Directions -
Gather every line of the records below that contains the string "flower", and list those lines.

Input data -
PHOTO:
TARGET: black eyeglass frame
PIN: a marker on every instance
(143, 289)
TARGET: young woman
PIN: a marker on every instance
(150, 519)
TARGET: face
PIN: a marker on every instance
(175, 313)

---

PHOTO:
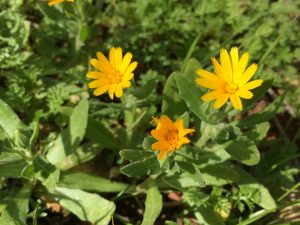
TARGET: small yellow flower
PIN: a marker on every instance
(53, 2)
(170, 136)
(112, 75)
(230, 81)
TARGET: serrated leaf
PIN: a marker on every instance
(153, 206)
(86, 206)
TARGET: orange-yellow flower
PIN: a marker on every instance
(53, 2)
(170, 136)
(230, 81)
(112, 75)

Output -
TARGET: small yellow flower
TARGET: orange-yellow flower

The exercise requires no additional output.